## TASK
Each record that comes next should be output exactly; pictures do not belong in the copy.

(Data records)
-- Opening Marker --
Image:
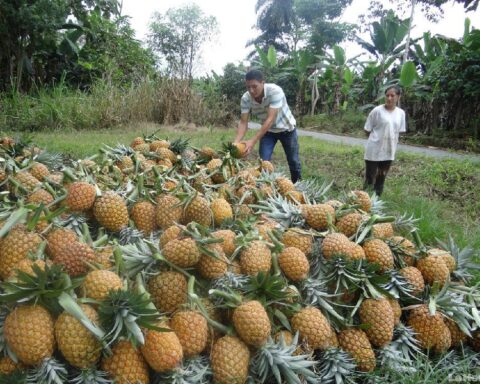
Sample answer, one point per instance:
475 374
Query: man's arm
242 127
271 118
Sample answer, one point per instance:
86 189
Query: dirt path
427 151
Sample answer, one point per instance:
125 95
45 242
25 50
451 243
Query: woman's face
391 98
255 88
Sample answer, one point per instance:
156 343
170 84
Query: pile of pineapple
159 262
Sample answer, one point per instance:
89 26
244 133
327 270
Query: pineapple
170 233
255 257
415 278
294 264
75 258
15 247
111 211
335 244
318 216
348 224
433 269
80 196
293 237
230 358
198 210
191 329
29 332
355 342
378 316
168 291
98 283
126 364
221 210
143 214
77 344
378 252
313 327
169 211
363 199
284 185
162 349
212 267
252 323
228 243
184 253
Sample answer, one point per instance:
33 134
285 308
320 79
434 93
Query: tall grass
164 101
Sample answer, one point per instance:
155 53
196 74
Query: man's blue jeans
289 142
-- Closing Marker --
## TASK RESULT
Image:
Sample answer, one point per instance:
475 374
Query: man's arm
242 127
271 118
Sample answer, one point per instance:
86 189
Query: dirt path
427 151
Sample answer, one point per instance:
125 95
45 242
25 50
451 243
Query: woman's face
391 98
255 88
Sample answer, one point per instance:
156 343
170 84
Query: pile of pineapple
159 262
Sample answer, one point per instance:
89 26
244 133
327 270
Query: pineapple
170 233
255 257
415 278
294 264
75 258
15 247
111 211
335 244
318 216
348 224
433 269
80 196
293 237
230 358
198 210
191 329
29 332
355 342
378 316
168 291
98 283
126 364
221 210
143 214
77 344
378 252
313 327
169 211
363 199
284 185
162 349
212 267
252 323
228 243
184 253
Sample answer, one point per instance:
33 134
285 308
320 79
434 93
Query: tall grass
164 101
Sample answer, one point per instance:
155 53
196 74
Query: man's blue jeans
289 142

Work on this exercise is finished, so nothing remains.